Give back every entry, exactly as written.

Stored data
——————————
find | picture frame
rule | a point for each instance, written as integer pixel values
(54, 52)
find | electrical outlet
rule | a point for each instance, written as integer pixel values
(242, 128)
——————————
[Finished exercise]
find | picture frame
rule | a point for each instance, written as integer pixel values
(54, 52)
find | electrical outlet
rule | a point for each instance, written as integer pixel values
(242, 128)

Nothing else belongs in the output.